Aim of the task: Exclude the pictures from your copy, and reproduce each entry below verbatim.
:::
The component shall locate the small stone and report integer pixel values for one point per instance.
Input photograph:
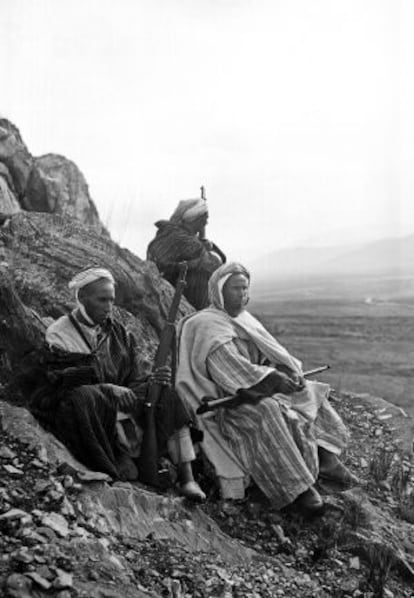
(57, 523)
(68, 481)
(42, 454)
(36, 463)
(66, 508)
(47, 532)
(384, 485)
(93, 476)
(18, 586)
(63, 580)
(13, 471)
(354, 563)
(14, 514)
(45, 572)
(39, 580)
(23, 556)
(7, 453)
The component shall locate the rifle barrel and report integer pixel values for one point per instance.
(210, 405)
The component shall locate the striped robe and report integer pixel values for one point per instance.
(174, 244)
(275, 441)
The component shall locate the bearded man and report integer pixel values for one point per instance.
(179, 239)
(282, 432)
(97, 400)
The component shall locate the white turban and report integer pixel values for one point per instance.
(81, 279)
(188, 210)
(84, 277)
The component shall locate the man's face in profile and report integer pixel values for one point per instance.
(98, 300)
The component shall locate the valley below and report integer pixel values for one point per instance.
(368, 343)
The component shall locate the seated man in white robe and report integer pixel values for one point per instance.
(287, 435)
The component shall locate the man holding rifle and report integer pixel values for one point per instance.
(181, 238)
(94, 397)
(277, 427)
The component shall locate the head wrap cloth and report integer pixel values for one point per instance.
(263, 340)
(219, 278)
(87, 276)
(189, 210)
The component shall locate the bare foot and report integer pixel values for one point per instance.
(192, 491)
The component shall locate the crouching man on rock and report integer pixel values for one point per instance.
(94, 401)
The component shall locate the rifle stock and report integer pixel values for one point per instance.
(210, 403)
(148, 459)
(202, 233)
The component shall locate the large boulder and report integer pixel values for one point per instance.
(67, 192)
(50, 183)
:::
Solution for this problem:
The component shall locate the small stone and report integer pixel values for one point per instance.
Input photograph:
(57, 523)
(68, 481)
(42, 454)
(36, 463)
(66, 508)
(47, 532)
(384, 485)
(93, 476)
(18, 586)
(63, 580)
(13, 471)
(354, 563)
(14, 514)
(45, 572)
(39, 580)
(23, 556)
(7, 453)
The component shall locate the rifle barrel and report integer pixel values for one point per instance.
(210, 405)
The component shall locate the striped robe and report integer pixel values for one point per instance.
(174, 244)
(275, 441)
The component shall locate the bearded man and report integer pixel values for one point per instance.
(179, 239)
(282, 432)
(97, 400)
The component shall locate the white turban and report integer pixel values for one point per instance.
(81, 279)
(188, 210)
(84, 277)
The component shall locate the man's face in profile and report integer pixel values for one point per instance.
(98, 300)
The component shall locate the valley below and report integer pixel values for one point per instance.
(368, 343)
The component shall locate the seated man in white robe and report integer pixel values for one point per instance.
(287, 435)
The component shall locate the man holding rifle and report integer pixel values for one point per instance.
(181, 238)
(94, 397)
(277, 427)
The component shall locate the head wrap cloth and report integer pixel values for one point per instance.
(263, 340)
(219, 278)
(87, 276)
(189, 210)
The component shall locate the bare foot and report integer pixel values for one point per instance.
(192, 491)
The component shall locate the crouching man on rock and report integer pixel values for one point per instance.
(94, 401)
The component shall locate the rifle stock and report integer pixel values for one point per instance.
(210, 403)
(148, 459)
(202, 233)
The component shall locate the large boulder and report integer pixel values for one point per instance.
(67, 192)
(50, 183)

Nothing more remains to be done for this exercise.